DATA SUPPLIED |

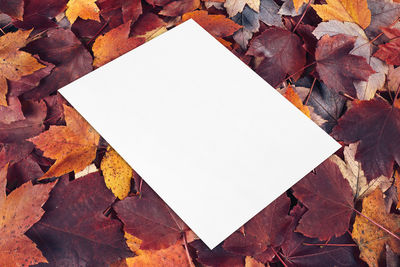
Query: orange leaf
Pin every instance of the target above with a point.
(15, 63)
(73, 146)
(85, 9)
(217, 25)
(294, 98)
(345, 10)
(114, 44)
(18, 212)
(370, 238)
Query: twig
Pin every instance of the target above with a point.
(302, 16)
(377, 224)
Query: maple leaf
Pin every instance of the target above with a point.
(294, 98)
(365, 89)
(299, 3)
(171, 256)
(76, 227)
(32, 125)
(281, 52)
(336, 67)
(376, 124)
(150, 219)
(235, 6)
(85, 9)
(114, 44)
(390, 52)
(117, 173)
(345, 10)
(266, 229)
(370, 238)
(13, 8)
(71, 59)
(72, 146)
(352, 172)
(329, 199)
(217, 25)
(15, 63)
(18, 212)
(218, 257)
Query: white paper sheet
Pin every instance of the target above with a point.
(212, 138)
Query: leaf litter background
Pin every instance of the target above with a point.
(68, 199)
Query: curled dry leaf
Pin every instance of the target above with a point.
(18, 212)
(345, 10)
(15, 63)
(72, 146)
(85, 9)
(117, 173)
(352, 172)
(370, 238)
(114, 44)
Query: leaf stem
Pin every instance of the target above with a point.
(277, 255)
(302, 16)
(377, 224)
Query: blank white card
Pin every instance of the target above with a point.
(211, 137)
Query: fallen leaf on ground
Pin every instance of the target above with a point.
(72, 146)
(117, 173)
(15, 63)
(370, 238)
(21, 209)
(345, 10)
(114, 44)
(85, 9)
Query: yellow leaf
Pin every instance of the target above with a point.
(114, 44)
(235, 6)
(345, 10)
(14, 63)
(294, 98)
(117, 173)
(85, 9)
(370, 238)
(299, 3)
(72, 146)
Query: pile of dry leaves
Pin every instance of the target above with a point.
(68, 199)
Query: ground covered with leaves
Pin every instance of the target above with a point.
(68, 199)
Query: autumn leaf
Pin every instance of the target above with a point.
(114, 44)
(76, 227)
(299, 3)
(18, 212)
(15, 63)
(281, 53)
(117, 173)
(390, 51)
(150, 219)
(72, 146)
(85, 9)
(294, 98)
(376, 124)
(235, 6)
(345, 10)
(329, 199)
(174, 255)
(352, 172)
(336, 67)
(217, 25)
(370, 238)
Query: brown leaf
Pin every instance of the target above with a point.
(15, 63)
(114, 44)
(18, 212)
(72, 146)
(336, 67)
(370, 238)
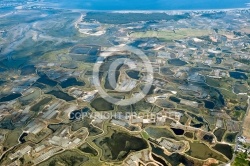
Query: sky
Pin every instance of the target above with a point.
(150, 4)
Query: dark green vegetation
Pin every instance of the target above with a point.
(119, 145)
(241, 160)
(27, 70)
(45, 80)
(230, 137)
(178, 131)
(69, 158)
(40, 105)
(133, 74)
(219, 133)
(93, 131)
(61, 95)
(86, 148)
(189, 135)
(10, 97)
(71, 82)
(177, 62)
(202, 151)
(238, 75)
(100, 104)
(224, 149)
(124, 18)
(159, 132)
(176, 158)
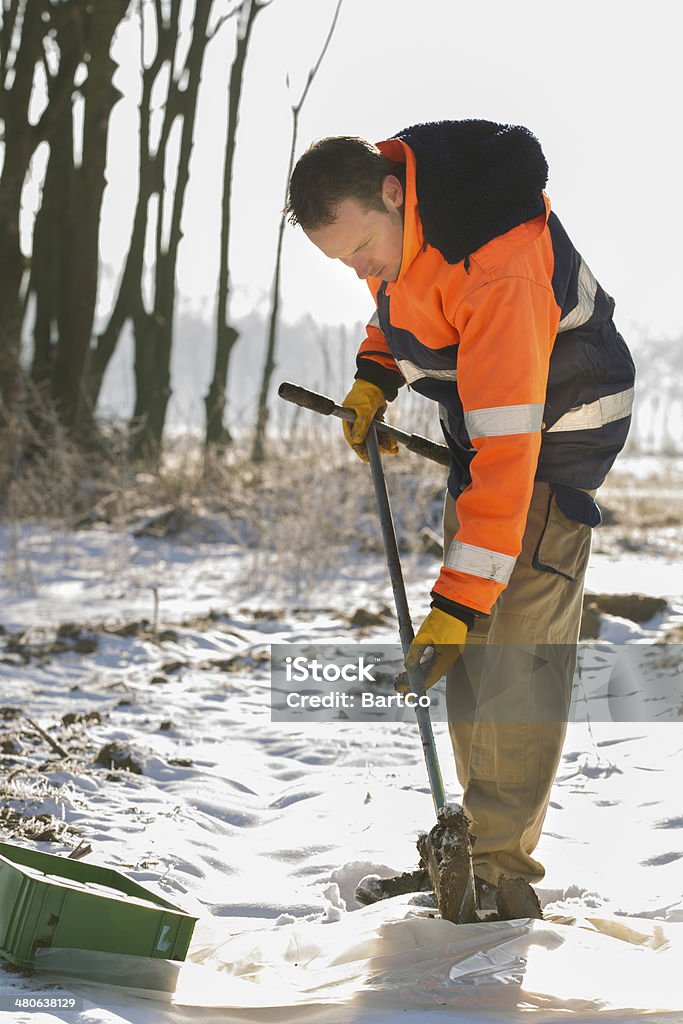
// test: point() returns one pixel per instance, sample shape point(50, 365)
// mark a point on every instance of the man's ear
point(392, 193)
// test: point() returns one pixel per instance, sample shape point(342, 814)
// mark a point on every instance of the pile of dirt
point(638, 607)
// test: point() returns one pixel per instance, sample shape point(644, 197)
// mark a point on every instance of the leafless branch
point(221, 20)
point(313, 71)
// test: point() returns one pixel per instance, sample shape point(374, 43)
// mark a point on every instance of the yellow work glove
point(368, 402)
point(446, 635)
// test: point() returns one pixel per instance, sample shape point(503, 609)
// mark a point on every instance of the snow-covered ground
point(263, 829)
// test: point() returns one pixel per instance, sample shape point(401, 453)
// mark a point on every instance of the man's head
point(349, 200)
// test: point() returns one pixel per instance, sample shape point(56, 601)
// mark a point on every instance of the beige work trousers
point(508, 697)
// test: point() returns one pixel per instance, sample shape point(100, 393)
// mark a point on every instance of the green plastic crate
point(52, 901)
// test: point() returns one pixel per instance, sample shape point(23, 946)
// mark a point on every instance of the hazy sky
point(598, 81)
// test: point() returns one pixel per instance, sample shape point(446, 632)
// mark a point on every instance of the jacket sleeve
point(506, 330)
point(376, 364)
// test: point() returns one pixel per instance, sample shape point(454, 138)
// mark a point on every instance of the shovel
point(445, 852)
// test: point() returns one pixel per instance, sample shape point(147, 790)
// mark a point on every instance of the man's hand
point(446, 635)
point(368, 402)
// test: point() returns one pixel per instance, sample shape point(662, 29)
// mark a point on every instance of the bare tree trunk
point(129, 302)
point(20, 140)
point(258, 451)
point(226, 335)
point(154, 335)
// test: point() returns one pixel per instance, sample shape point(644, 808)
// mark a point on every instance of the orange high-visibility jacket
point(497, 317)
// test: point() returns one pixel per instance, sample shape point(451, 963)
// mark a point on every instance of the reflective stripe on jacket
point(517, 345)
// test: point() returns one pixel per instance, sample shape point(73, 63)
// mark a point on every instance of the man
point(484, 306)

---

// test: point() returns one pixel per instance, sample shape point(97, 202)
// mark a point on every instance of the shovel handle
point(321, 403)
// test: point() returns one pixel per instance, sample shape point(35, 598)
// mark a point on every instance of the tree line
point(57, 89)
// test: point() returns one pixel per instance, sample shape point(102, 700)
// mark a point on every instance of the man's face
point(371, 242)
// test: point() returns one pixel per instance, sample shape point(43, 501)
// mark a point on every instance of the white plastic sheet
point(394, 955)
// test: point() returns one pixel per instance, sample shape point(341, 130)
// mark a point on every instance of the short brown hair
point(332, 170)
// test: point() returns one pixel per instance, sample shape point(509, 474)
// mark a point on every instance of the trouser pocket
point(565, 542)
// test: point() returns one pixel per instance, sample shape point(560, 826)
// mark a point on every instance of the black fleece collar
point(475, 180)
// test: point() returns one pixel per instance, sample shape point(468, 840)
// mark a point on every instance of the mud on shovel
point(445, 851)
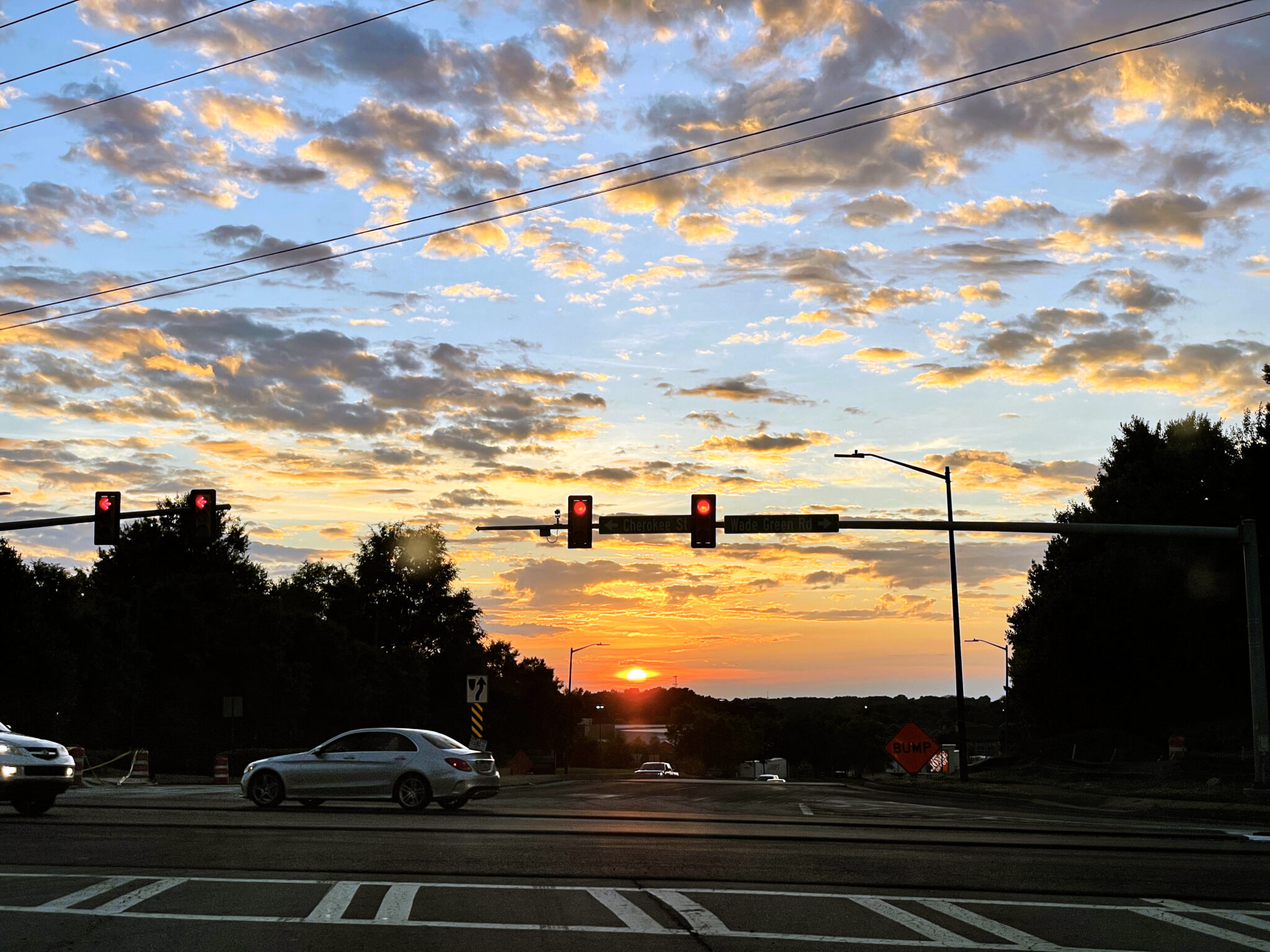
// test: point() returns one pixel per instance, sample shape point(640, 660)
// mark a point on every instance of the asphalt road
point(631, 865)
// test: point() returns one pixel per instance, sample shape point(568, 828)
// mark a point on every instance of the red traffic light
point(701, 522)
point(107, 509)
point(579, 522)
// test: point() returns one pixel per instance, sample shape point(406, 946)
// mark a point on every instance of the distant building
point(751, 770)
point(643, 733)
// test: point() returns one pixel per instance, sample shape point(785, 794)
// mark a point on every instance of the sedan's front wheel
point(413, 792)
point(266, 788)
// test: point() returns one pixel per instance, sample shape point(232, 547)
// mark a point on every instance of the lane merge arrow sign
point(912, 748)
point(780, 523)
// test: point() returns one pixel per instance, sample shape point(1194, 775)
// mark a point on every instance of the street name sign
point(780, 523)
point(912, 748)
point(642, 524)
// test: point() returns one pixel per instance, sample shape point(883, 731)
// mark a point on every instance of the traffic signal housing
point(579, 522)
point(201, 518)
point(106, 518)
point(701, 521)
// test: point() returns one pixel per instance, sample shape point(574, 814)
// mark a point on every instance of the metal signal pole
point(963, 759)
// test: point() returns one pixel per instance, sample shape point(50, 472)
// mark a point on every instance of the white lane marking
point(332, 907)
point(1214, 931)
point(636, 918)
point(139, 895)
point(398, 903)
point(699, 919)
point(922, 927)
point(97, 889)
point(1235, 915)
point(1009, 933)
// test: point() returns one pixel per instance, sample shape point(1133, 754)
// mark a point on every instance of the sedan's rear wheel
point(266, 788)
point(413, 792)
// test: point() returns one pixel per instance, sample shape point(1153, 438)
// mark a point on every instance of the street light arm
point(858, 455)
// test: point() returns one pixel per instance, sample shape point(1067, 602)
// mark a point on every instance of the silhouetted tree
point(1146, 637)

TO BE DONE | Extract from the material each line that contains the string "lane". Treat uppercase and lowercase letters as different.

SOLUTION FOR THIS EXERCISE |
// mark a point on every instance of the lane merge arrow sign
// mark a point on every instance of the white lane marking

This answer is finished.